### Exercise brief:
Write every record below out exactly; no images.

━━━ Records to process

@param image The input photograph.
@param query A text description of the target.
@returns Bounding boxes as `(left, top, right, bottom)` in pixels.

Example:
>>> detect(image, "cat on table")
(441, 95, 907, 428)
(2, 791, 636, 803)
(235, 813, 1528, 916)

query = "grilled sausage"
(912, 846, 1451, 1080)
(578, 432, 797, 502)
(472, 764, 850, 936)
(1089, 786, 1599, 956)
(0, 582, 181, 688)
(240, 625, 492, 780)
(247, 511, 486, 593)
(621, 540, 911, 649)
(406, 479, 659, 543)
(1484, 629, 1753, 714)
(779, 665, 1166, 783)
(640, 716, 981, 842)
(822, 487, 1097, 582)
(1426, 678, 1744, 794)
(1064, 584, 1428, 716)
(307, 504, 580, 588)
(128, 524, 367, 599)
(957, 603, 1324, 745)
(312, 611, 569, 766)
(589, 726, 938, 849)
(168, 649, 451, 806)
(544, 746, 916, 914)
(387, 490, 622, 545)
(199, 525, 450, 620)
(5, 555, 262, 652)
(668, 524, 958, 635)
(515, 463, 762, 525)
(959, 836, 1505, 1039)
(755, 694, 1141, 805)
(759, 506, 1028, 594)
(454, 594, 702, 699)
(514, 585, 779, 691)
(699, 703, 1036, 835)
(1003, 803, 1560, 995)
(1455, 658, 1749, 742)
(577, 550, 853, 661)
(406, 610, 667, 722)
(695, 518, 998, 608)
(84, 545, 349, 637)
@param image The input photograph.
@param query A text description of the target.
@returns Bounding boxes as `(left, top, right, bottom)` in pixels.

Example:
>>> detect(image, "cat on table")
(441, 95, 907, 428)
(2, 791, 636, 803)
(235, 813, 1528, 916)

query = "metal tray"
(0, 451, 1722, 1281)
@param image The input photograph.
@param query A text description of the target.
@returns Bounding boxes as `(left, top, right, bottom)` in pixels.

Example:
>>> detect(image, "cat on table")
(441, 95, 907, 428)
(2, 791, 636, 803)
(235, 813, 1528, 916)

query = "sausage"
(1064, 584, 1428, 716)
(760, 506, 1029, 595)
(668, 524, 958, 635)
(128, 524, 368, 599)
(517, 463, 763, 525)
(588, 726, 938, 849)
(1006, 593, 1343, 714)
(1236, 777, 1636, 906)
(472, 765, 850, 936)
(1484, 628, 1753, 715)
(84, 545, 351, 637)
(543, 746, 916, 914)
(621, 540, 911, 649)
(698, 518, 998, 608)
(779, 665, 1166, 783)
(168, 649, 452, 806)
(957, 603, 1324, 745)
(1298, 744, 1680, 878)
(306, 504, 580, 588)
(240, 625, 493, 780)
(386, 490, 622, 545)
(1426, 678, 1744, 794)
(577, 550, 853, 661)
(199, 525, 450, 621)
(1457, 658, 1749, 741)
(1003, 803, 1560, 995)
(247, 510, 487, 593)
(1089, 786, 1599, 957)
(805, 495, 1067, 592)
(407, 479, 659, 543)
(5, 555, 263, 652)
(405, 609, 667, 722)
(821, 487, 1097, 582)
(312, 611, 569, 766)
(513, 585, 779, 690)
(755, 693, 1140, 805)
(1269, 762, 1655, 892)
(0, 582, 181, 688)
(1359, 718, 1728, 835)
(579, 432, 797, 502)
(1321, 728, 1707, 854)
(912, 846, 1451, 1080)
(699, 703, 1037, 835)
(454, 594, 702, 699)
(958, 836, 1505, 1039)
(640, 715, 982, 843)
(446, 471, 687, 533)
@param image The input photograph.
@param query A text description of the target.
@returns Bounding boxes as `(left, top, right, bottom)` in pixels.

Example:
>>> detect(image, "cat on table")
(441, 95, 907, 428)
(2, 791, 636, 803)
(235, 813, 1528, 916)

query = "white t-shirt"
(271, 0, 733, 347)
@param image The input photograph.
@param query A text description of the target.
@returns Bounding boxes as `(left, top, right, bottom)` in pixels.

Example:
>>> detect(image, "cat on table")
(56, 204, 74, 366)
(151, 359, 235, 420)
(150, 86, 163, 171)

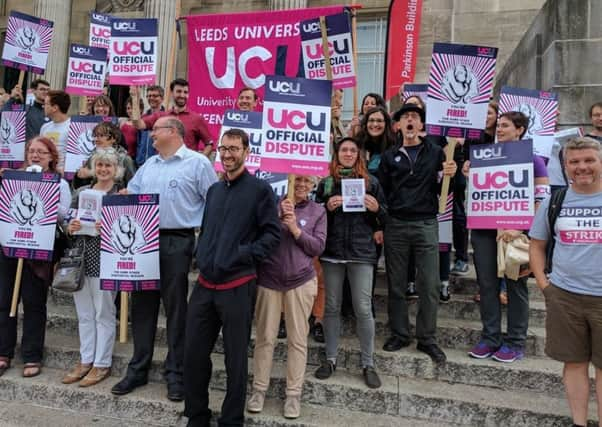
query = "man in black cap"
(378, 103, 456, 364)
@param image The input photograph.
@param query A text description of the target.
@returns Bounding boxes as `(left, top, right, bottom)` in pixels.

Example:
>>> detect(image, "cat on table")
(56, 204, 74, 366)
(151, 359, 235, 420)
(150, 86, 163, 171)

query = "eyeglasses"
(151, 126, 173, 132)
(94, 133, 109, 138)
(217, 145, 244, 154)
(367, 119, 385, 124)
(27, 149, 50, 155)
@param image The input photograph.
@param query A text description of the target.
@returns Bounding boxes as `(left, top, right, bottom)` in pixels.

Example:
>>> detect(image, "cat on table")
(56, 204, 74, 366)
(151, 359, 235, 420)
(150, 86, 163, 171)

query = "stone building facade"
(0, 0, 549, 119)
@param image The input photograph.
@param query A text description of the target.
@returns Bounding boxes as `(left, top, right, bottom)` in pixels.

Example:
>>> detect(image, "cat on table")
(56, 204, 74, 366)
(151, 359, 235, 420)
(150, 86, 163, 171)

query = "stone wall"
(495, 0, 602, 129)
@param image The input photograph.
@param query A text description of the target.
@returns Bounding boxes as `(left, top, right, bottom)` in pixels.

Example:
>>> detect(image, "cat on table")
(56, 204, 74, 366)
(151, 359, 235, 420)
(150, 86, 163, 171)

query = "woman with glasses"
(357, 106, 397, 175)
(313, 137, 387, 389)
(247, 175, 326, 419)
(0, 137, 71, 378)
(61, 149, 123, 387)
(73, 122, 135, 190)
(347, 93, 387, 137)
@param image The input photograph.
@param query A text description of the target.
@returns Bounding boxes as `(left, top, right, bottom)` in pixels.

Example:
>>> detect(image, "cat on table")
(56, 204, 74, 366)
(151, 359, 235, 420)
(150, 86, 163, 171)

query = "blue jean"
(322, 261, 375, 367)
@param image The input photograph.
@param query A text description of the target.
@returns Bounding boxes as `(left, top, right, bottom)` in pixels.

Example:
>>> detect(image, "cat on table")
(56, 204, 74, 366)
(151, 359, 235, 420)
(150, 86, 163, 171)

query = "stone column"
(269, 0, 307, 10)
(34, 0, 71, 90)
(144, 0, 178, 90)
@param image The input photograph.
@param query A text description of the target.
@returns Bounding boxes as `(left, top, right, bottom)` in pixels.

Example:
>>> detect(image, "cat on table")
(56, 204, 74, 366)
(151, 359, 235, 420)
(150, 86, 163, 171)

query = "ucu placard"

━━━━━━

### Output of the exercise:
@param image The input photograph.
@param query A text description of the target.
@returns Bounding boxes as `(left, top, right, bottom)` in pixels.

Example:
>>> detect(image, "cat on table")
(441, 95, 907, 428)
(2, 791, 636, 803)
(235, 813, 1528, 916)

query = "grilled sausage"
(912, 846, 1451, 1080)
(578, 432, 797, 502)
(472, 764, 850, 936)
(1089, 786, 1599, 956)
(0, 582, 181, 688)
(240, 625, 492, 780)
(247, 511, 486, 593)
(621, 540, 911, 649)
(406, 479, 659, 543)
(1484, 629, 1753, 714)
(779, 665, 1166, 783)
(640, 716, 981, 842)
(822, 487, 1097, 582)
(1426, 678, 1744, 794)
(1064, 584, 1428, 716)
(307, 504, 580, 588)
(128, 524, 367, 599)
(957, 603, 1324, 745)
(312, 611, 569, 766)
(589, 726, 938, 849)
(168, 649, 451, 806)
(544, 746, 916, 914)
(387, 490, 622, 545)
(199, 525, 450, 620)
(5, 555, 262, 652)
(668, 524, 958, 635)
(515, 463, 762, 525)
(959, 836, 1505, 1039)
(755, 694, 1141, 805)
(759, 506, 1028, 594)
(454, 594, 702, 699)
(514, 585, 779, 691)
(699, 703, 1036, 835)
(1003, 803, 1560, 995)
(1455, 658, 1749, 742)
(577, 550, 853, 661)
(406, 610, 667, 722)
(695, 518, 998, 608)
(84, 545, 349, 637)
@param image The input photograph.
@param query A text description of the target.
@returns Bounding boxes as `(left, top, right, bottom)` in pixels.

Example:
>>> detect(image, "cat on table")
(441, 95, 907, 428)
(2, 791, 636, 803)
(235, 813, 1528, 916)

query = "metal tray"
(0, 451, 1722, 1281)
@param image The input photograph.
@param query A text description of the target.
@returns Bounding boxes as `(left, top, right, bottom)` in pixels.

Example:
>>> detect(image, "cat on table")
(441, 95, 907, 428)
(2, 791, 636, 803)
(235, 813, 1528, 916)

query = "sausage"
(1064, 584, 1428, 716)
(760, 506, 1029, 595)
(668, 524, 958, 635)
(128, 524, 368, 599)
(517, 463, 763, 525)
(588, 726, 938, 849)
(1006, 593, 1343, 714)
(1236, 777, 1636, 906)
(472, 765, 850, 936)
(1484, 628, 1753, 715)
(84, 545, 351, 637)
(543, 746, 916, 914)
(621, 540, 911, 649)
(698, 518, 998, 608)
(779, 665, 1166, 783)
(168, 649, 452, 806)
(957, 603, 1324, 745)
(1298, 744, 1680, 878)
(306, 504, 580, 588)
(240, 625, 493, 780)
(386, 490, 622, 545)
(1426, 678, 1744, 794)
(577, 550, 853, 661)
(199, 525, 450, 621)
(1457, 658, 1749, 741)
(1003, 803, 1560, 995)
(247, 510, 487, 593)
(1089, 786, 1599, 957)
(805, 495, 1067, 592)
(407, 479, 659, 543)
(5, 555, 263, 652)
(405, 609, 667, 722)
(821, 487, 1097, 582)
(312, 611, 569, 766)
(513, 585, 779, 690)
(755, 693, 1140, 805)
(1269, 762, 1655, 892)
(0, 582, 181, 688)
(1359, 718, 1728, 835)
(579, 432, 797, 502)
(1321, 728, 1707, 854)
(912, 846, 1451, 1080)
(699, 703, 1037, 835)
(454, 594, 702, 699)
(958, 836, 1505, 1039)
(640, 715, 982, 843)
(446, 471, 687, 533)
@param image The input photograph.
@param query A text description of the target.
@returns Bounding boxes as `(left, top, right, bottom)` in pixels.

Example:
>>> detect(image, "cat on table")
(441, 95, 907, 428)
(2, 791, 636, 803)
(235, 813, 1528, 916)

query = "white t-shirt"
(271, 0, 733, 347)
@param image The input photograph.
@param query A text description of the target.
@returns Bounding boxes as `(left, top, right, bottom)` in pixels.

Example:
>>> detect(image, "cat on table")
(56, 204, 74, 366)
(151, 359, 235, 420)
(150, 86, 163, 171)

query = "man in black cap"
(378, 103, 456, 364)
@param image The input photograph.
@param query A text description of the target.
@returns Bounding boxes as `(left, top, right, bottom)` in pixels.

Example:
>>> detect(image, "cat on table")
(56, 204, 74, 366)
(151, 359, 235, 420)
(150, 86, 163, 171)

query = "eyeglasses"
(151, 126, 173, 132)
(94, 133, 109, 138)
(217, 145, 244, 154)
(367, 119, 385, 124)
(27, 149, 50, 155)
@param image The input photograph.
@param query A text description of the target.
@returns Bounding boxes as `(left, top, right, bottom)` in pixels.

Example:
>>> detect(image, "cat on table")
(56, 204, 74, 366)
(151, 359, 235, 420)
(150, 86, 163, 171)

query = "stone building facade"
(0, 0, 549, 119)
@param image The input photograph.
@param query A text description of the target.
@returns Bounding boxes as `(left, top, right, bottom)` in pixels.

Example:
>>> detect(image, "cat on table")
(56, 204, 74, 366)
(151, 359, 235, 420)
(150, 86, 163, 171)

query = "stone wall"
(495, 0, 602, 129)
@param image The input photograph.
@param query A text description of the target.
@returns Bounding boxes as `(left, top, right, bottom)` in pixels.

Example:
>>> detect(image, "cat on table")
(56, 204, 74, 366)
(151, 359, 235, 420)
(150, 86, 163, 171)

query = "woman with glasses"
(357, 106, 397, 175)
(313, 137, 387, 389)
(247, 175, 326, 419)
(0, 137, 71, 378)
(61, 149, 123, 387)
(73, 122, 135, 190)
(347, 93, 387, 137)
@param image The input photograph.
@param query A text description of the target.
@returns Bounding boxes as `(left, top, right, bottom)` in pixels.

Example:
>>> detect(image, "cat on table")
(56, 204, 74, 366)
(151, 359, 235, 420)
(150, 86, 163, 171)

query = "blue jean"
(322, 261, 375, 367)
@param image The input photograph.
@param query A text description of the target.
@returns Bounding boxes as `(left, top, right, bottom)` in pixels.

Example:
>>> detect(image, "cat on table")
(56, 204, 74, 366)
(151, 359, 235, 420)
(150, 86, 163, 171)

query = "stone column"
(269, 0, 307, 10)
(34, 0, 71, 90)
(144, 0, 178, 90)
@param image The input photograph.
@param query A text description of the target.
@returns Bounding boxes as `(left, top, right, bottom)` in pixels.

Example:
>>> detect(image, "cat on table")
(56, 204, 74, 366)
(151, 359, 235, 420)
(150, 86, 163, 171)

query = "ucu placard"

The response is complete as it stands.